• [Court exercice 1] Réécrivez les enregistrements de la ligne contenant « of the curly » jusqu'à la fin des enregistrements, en remplaçant « instance » par « occurrence » et en laissant tout le reste inchangé.

= = = = = = =

Maintenant que vous m'en parlez, je me souviens avoir donné à l'un de mes chiens un os de jambon (sans jambon dessus) de chez zoo+, et l'avoir vu le croquer comme un biscuit. Il avait tout vomi, et je m'étais jurée de ne plus en acheter.
Là, l'os résiste bien, et le jambon et la couenne sont très très durs, ce qui explique le temps qu'il met pour en venir à bout.

S'il attaque l'os, je lui prendrai.

----------


## loulouk

les os de jambon ici je les achète dans un mag près de chez moi,
ils sont crus et résistent assez bien aux assauts des chiens.
sinon je ne donne plus que des biscuits depuis que mon tyson avait faillit s'étouffer avec un petit os en peau que j’ai du aller lui rechercher dans le gosier .

= = = = = = =

• [Court exercice 2] Reproduisez, s'il vous plaît, le passage de la discussion sur les os de jambon qui va de « Maintenant que vous » à « assauts des chiens. ».

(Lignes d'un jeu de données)
= = = = = = =

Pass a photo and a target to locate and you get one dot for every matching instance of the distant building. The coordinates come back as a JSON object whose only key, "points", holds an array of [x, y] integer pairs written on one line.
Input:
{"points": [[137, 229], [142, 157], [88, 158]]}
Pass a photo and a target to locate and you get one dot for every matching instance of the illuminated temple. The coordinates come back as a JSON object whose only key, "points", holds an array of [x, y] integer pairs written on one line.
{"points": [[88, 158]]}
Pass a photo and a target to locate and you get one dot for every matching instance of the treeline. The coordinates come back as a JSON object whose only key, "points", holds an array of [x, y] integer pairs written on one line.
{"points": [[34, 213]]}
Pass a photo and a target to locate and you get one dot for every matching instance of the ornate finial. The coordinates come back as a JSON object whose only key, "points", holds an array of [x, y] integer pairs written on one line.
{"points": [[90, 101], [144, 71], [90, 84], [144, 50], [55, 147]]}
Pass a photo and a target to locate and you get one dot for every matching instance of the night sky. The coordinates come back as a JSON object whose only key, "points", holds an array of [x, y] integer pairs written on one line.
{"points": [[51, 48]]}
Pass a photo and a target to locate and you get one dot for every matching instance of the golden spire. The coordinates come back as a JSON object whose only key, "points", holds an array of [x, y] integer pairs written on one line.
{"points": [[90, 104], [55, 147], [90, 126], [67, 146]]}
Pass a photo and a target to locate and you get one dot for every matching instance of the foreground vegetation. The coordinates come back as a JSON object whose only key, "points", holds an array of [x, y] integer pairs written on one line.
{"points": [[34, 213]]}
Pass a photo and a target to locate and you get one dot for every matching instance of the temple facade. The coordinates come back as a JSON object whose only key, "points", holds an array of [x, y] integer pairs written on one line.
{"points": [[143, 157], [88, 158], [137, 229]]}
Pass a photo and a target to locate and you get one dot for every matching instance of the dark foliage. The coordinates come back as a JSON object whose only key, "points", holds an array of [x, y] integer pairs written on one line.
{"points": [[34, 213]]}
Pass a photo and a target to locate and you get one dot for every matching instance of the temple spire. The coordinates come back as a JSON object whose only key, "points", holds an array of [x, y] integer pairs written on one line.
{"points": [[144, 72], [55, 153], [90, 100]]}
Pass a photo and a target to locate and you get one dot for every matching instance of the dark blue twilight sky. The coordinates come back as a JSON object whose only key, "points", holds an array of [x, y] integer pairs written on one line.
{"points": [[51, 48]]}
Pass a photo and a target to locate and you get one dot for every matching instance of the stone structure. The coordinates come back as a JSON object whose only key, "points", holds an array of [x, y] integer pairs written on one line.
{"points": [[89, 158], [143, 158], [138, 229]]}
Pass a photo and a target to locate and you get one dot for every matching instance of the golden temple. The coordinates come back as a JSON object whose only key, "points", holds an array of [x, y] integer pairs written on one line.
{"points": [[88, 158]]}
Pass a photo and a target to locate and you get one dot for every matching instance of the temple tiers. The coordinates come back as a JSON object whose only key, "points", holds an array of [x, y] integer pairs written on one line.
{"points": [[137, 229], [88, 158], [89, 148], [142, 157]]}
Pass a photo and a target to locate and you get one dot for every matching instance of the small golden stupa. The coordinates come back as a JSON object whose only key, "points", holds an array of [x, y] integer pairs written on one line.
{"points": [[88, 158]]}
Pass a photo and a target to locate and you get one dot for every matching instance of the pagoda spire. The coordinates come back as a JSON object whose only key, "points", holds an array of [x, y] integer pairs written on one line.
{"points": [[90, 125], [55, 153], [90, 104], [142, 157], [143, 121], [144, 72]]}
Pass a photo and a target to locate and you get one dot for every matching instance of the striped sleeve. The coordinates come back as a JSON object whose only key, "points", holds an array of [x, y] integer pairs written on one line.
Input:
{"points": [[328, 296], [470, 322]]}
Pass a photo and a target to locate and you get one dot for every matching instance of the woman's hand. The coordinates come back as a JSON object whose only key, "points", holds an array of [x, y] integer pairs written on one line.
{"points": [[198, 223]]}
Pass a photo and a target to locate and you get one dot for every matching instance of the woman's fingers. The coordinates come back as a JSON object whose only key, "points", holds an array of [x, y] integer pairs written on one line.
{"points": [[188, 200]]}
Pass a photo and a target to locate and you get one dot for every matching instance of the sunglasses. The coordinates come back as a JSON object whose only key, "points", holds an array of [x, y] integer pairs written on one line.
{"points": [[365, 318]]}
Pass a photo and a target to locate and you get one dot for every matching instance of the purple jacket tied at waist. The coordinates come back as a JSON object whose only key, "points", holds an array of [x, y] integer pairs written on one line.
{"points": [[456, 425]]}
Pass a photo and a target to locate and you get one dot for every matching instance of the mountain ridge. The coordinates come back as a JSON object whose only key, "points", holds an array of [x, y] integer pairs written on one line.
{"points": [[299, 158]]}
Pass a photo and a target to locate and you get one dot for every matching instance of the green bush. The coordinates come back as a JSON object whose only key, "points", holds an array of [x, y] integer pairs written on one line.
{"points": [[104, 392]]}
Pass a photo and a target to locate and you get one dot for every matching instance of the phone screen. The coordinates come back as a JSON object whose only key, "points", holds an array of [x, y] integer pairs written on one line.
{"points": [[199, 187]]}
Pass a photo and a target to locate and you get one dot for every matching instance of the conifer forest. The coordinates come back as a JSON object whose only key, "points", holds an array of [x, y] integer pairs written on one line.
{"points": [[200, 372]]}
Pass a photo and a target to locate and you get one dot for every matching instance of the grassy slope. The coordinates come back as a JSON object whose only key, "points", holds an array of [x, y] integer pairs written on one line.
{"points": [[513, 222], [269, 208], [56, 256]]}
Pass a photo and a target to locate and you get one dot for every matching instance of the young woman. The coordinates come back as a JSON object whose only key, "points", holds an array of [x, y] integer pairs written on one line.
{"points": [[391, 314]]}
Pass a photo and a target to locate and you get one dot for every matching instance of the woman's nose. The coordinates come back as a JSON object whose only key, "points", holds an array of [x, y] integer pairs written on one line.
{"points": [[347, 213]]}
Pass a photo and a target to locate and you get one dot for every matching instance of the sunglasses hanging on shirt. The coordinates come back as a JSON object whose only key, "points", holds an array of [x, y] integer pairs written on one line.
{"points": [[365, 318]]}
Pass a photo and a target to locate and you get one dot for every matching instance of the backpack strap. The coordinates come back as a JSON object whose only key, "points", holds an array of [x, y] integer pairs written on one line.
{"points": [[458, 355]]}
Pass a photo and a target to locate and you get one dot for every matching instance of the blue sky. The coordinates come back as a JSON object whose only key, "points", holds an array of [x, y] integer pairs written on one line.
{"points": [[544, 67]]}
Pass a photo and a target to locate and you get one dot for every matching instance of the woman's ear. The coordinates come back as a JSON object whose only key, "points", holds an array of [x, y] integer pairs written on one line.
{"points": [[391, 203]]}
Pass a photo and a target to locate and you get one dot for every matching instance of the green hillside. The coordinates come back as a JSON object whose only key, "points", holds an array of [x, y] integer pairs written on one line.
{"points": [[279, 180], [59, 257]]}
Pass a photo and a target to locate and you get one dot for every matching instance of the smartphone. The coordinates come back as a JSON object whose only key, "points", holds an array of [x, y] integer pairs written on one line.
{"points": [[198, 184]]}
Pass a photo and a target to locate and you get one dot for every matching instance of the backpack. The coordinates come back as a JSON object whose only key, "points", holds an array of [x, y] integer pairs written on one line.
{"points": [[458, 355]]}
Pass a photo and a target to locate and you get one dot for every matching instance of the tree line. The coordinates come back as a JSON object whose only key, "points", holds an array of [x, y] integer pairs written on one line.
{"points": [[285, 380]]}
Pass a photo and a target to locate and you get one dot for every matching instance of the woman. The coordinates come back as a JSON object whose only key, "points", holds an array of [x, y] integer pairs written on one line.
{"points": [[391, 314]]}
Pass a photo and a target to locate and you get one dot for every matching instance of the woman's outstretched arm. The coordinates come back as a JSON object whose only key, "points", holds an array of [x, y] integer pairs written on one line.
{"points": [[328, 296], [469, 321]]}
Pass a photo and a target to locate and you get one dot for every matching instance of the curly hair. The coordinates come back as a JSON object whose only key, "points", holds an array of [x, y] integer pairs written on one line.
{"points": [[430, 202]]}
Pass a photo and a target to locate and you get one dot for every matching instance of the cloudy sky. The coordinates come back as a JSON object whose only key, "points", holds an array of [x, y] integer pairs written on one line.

= = = = = = =

• [Réponse 1]
Pass a photo and a target to locate and you get one dot for every matching occurrence of the curly hair. The coordinates come back as a JSON object whose only key, "points", holds an array of [x, y] integer pairs written on one line.
{"points": [[430, 202]]}
Pass a photo and a target to locate and you get one dot for every matching occurrence of the cloudy sky. The coordinates come back as a JSON object whose only key, "points", holds an array of [x, y] integer pairs written on one line.

• [Réponse 2]
Maintenant que vous m'en parlez, je me souviens avoir donné à l'un de mes chiens un os de jambon (sans jambon dessus) de chez zoo+, et l'avoir vu le croquer comme un biscuit. Il avait tout vomi, et je m'étais jurée de ne plus en acheter.
Là, l'os résiste bien, et le jambon et la couenne sont très très durs, ce qui explique le temps qu'il met pour en venir à bout.

S'il attaque l'os, je lui prendrai.

----------


## loulouk

les os de jambon ici je les achète dans un mag près de chez moi,
ils sont crus et résistent assez bien aux assauts des chiens.